_TEXT BLOCK_.

--- START ---

That's "wee" as in little, not "wee" as in . . . well, you know what I mean!

The other day I cooked some globe artichokes from the garden for our lunch and was amazed at the colour of the water after I removed them.  Normally I just drain the pan and then take out the artichokes, but this time I took them out and left the water in the pan.  I really couldn't capture the colour with my camera, but it was a vivid, translucent, deep green, almost iridescent.

Not having any yarn pre-mordanted, I poured some of the liquid into a large jam jar, sprinkled in about a teaspoon of alum, mixed well, and then added a little knitted sample of my latest Pickwick Cotswold fleece.  Over the next couple of days it was heated occasionally (when I remembered!)  in the microwave and the sample came out a really pretty pale grey.  I still had another jam jar full of liquid, so I repeated the test (no extra mordant added as I thought the sample would be nicely mordanted by now) with the new liquid.  Here's what came out :-


I've been looking for something natural to give a grey dye for a while, so this looks like it might just do.  I think I'd need quite a number of artichokes to do any significant amount though.  I wonder if the leaves would give the same colour?  I have lots of leaves, so maybe that'll be my next dye project.

--- END ---

_RECORD EXCERPTS_.
--- START ---

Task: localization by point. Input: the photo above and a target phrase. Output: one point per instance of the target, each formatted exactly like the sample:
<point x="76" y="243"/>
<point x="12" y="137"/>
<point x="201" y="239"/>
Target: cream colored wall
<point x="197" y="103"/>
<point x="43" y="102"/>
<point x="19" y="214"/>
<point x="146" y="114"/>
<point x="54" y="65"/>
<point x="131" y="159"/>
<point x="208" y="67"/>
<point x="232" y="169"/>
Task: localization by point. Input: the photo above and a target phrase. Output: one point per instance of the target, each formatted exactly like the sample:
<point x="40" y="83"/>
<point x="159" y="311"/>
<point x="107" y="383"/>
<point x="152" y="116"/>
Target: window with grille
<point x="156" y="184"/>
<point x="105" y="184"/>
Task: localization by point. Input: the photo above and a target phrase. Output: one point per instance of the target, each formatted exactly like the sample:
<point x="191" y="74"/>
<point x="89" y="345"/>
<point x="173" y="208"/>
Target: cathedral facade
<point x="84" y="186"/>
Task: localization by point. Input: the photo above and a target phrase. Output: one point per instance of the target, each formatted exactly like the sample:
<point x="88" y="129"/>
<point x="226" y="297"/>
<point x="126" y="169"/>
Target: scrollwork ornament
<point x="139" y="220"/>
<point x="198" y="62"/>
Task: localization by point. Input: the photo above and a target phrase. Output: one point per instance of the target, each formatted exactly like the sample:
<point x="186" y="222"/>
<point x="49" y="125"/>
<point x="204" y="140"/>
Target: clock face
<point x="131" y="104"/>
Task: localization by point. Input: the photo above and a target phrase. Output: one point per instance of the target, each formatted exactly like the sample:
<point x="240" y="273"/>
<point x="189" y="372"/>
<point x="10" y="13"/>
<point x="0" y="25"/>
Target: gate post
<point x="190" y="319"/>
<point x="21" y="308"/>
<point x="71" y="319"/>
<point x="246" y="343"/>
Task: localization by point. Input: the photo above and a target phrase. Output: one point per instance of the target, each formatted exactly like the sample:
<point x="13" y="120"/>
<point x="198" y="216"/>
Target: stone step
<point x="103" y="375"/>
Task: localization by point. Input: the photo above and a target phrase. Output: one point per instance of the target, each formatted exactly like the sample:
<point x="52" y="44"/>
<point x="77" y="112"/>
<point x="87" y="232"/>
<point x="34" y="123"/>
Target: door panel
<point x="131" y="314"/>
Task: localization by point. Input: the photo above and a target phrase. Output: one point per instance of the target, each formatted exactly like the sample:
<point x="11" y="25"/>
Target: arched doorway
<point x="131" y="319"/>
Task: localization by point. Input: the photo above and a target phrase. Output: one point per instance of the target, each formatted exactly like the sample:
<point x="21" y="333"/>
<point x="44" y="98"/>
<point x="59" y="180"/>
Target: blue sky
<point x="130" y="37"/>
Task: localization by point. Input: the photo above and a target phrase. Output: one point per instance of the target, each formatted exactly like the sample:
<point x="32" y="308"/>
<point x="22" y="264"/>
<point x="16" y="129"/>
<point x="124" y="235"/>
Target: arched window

--- END ---

_COMPLETE THE FOLLOWING_.
- a) From the artichoke dye post, extract the passage that begins at the words "The other day" and stops after the words "green, almost iridescent.".
- b) In the artichoke dye post, what mordant was sprinkled into the jam jar of cooking liquid?
The records have nothing to do with what is asked here.

_ANSWERS TO THE TASKS_.
- a)
The other day I cooked some globe artichokes from the garden for our lunch and was amazed at the colour of the water after I removed them.  Normally I just drain the pan and then take out the artichokes, but this time I took them out and left the water in the pan.  I really couldn't capture the colour with my camera, but it was a vivid, translucent, deep green, almost iridescent.

- b) About a teaspoon of alum.